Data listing
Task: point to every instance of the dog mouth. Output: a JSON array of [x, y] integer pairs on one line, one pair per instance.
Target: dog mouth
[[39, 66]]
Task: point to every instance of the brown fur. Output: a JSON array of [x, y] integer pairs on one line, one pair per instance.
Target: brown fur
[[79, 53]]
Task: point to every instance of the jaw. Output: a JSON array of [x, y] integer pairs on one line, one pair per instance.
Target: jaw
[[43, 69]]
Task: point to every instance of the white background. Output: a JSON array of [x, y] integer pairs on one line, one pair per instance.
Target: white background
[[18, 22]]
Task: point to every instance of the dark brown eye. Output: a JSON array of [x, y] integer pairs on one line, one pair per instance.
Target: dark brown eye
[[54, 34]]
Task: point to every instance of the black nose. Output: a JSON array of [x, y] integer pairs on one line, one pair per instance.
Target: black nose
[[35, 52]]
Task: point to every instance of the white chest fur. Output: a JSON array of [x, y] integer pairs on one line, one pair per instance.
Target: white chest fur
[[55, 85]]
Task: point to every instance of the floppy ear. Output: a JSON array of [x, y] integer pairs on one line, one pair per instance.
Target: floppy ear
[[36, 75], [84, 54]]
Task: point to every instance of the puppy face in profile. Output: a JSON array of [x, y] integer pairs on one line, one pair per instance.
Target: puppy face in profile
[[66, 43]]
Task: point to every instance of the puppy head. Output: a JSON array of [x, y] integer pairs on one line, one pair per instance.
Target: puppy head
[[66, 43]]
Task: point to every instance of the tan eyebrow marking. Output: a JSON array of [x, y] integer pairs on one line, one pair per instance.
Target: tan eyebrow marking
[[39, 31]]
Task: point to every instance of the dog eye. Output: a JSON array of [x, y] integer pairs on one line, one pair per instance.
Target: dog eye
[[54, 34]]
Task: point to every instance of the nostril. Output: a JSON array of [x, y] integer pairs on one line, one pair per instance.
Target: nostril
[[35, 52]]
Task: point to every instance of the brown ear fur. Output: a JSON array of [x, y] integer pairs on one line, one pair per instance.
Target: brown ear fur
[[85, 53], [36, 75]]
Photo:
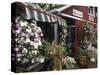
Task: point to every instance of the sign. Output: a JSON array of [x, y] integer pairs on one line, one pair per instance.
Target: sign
[[91, 18], [77, 13]]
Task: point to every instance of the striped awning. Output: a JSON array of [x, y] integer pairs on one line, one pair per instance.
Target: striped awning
[[33, 11]]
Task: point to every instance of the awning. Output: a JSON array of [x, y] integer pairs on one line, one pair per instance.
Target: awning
[[34, 12]]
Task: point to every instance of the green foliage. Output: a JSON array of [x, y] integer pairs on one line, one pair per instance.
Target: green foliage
[[79, 52], [54, 64]]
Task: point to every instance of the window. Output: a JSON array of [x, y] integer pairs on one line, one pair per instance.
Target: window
[[91, 11]]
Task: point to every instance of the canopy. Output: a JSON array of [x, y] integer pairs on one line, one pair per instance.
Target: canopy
[[34, 12]]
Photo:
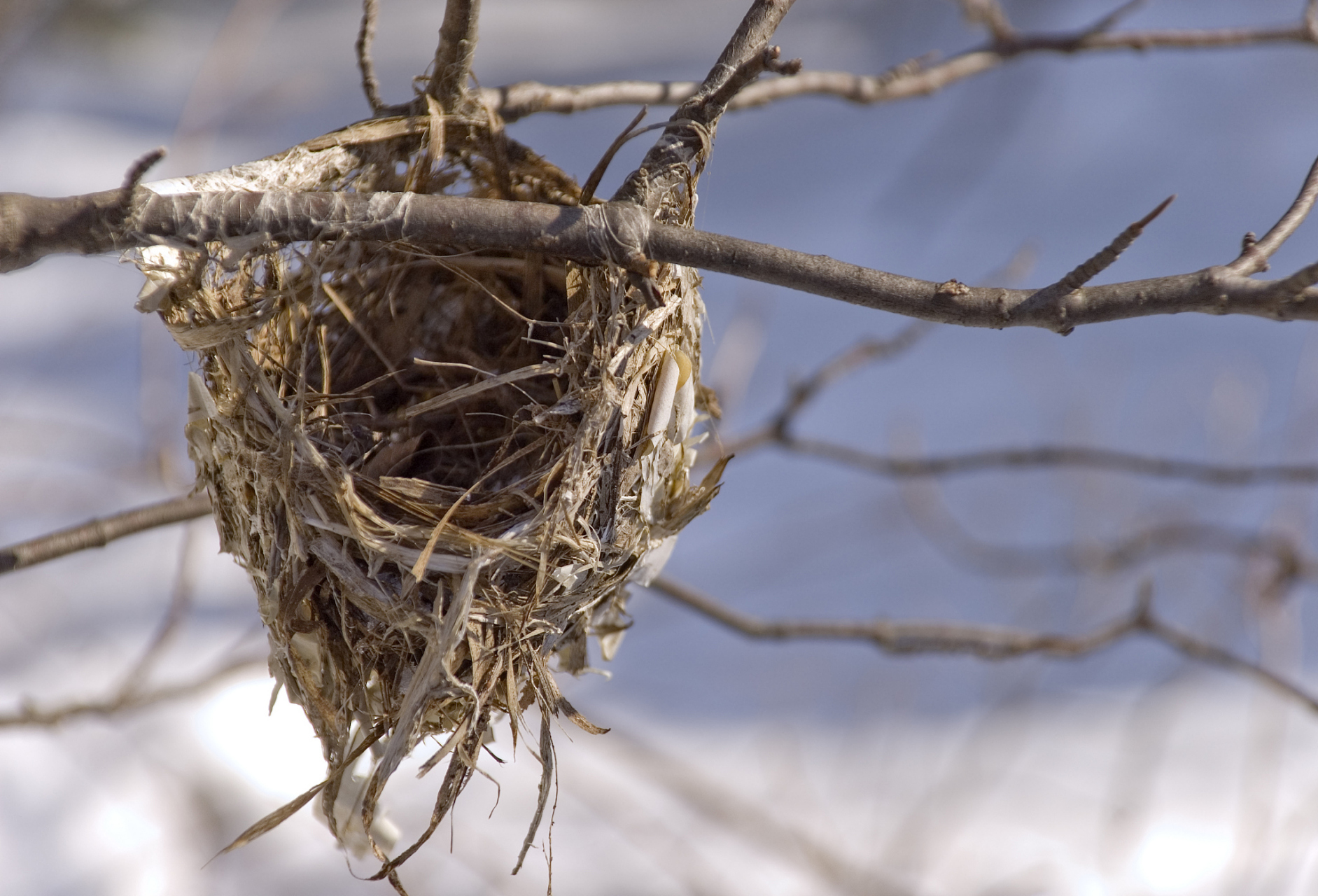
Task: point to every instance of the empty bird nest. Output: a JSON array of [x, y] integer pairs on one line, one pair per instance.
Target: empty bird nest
[[439, 467]]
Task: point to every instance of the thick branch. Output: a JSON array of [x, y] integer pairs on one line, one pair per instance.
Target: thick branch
[[619, 232], [985, 642], [98, 533], [365, 36], [907, 80]]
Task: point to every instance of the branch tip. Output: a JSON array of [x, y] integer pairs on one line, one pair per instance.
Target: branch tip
[[1256, 252], [365, 37], [140, 168]]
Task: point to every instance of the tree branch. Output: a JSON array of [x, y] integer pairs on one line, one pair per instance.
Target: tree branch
[[1043, 456], [691, 130], [370, 83], [32, 228], [983, 642], [98, 533], [455, 52], [913, 78], [31, 716], [779, 431]]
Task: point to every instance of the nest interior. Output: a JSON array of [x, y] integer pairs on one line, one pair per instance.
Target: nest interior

**Given exercise:** Reproduce every line above word for word, without the pictures.

**Answer to the problem:**
Task: point to every instance of the dog mouth. Output: a JSON array of [x, y] integer pairs on one line, one pair per instance.
Target: dog mouth
[[39, 66]]
Task: point to every instance of the brown fur. Output: a JSON array of [x, y] integer pairs on one line, one pair per instance.
Target: brown fur
[[79, 53]]
Task: point to every instance of the jaw. Output: a JSON array of [x, y] integer pairs on one line, one pair per instance.
Target: jaw
[[43, 69]]
Task: point to every instance of the white background. Output: a JSON array of [x, y] integer pairs on one line, one pair per instance.
Target: white background
[[18, 22]]
Task: point to every instance of the dark brown eye. Output: a JSON array of [x, y] integer pairs on one line, one pair per instance.
Target: dark brown eye
[[54, 34]]
Task: point to every instance of the black nose. Output: a JSON array of [x, y] integer pairs on one line, one pair per instance.
Target: black nose
[[35, 52]]
Task: point to every instance of the white chest fur. Output: a JSON array of [x, y] integer pairs on one line, one pair per instance.
Target: white chest fur
[[55, 85]]
Task: point to every instance of the floppy ear. Output: a JSON array of [x, y] integer pairs on one line, one pair per instance.
Target: floppy ear
[[36, 75], [84, 54]]
Task: point to every instance of the puppy face in profile. Output: a JSON array of [x, y] integer pairs on one line, one pair per instance.
Target: puppy face in profile
[[66, 43]]
Task: point to every instance of the puppy head. Output: a JSON array of [x, y] integer pairs on one line, one pair per instance.
Target: puppy head
[[66, 43]]
Task: point to every instance of the tan eyebrow marking. Output: a JSON array of [x, y] integer pairs on one line, one pair per instance.
Target: tan eyebrow marking
[[39, 31]]
Task: point to every instance of the dog eye. Output: a JSON array of [x, y] integer pairs on one line, one pair per instance.
Target: dog eye
[[54, 34]]
Task: point to every instance of the nostril. Output: a JSON array of [x, y] integer pairs on one line, one pair per instance.
Target: nostril
[[35, 52]]
Task: point to every instance of the brown ear fur. Output: a JSON array of [x, y] integer pairs on one line, one pair per instance.
Target: brown ear fur
[[85, 53], [36, 75]]
Photo:
Task: point to every instance of the sign. Output: a JSON array of [x, y] integer pairs on one line, one pair per instance.
Target: sign
[[91, 18], [77, 13]]
Task: point to every instance of the striped awning. Output: a JSON array of [x, y] integer pairs on one line, one pair per instance.
Target: striped awning
[[33, 11]]
Task: point to every instance of the awning. Output: a JSON array of [x, y] integer pairs on one line, one pair per instance.
Target: awning
[[34, 12]]
Task: point to every instance of the green foliage. Output: a JSON array of [x, y] integer pairs on one line, one pair per instance.
Target: green foliage
[[79, 52], [54, 64]]
Task: point to every instance of the window. Output: a JSON array of [x, y] integer pairs on one line, one pair per instance.
Target: window
[[91, 11]]
Task: point to every instance of the canopy. Output: a JSON array of [x, y] integer pairs on one line, one pair per instance.
Target: canopy
[[34, 12]]
Photo:
Task: point to every instance of the empty bird nest. Output: a JSON array of [x, y] integer pairs on one line, one pair per instance.
Target: empty bird nest
[[439, 467]]
Task: point to every instance of the thick branch. Output: a JSON array of [x, y] integer pairs on one line, one pair per instance.
Target: thick branch
[[619, 232], [985, 642], [98, 533], [365, 36], [907, 80]]
Task: point to every instance of the branch tip. Output: a JSON array of [x, y] integer pairs on one line, one pair per instance.
Target: branch tip
[[1256, 252], [365, 37], [140, 168]]
Task: point to every instance of the tree branch. Output: a JSON array of [x, y] integer pairs on one line, one pair per instance.
Target: tree branch
[[1043, 456], [691, 130], [370, 83], [32, 228], [983, 642], [98, 533], [455, 52], [913, 78], [31, 716], [779, 431]]
Task: point to every instance of the nest interior. Output: a JSON array of [x, y] integer pairs on one line, one pair per instance.
Target: nest interior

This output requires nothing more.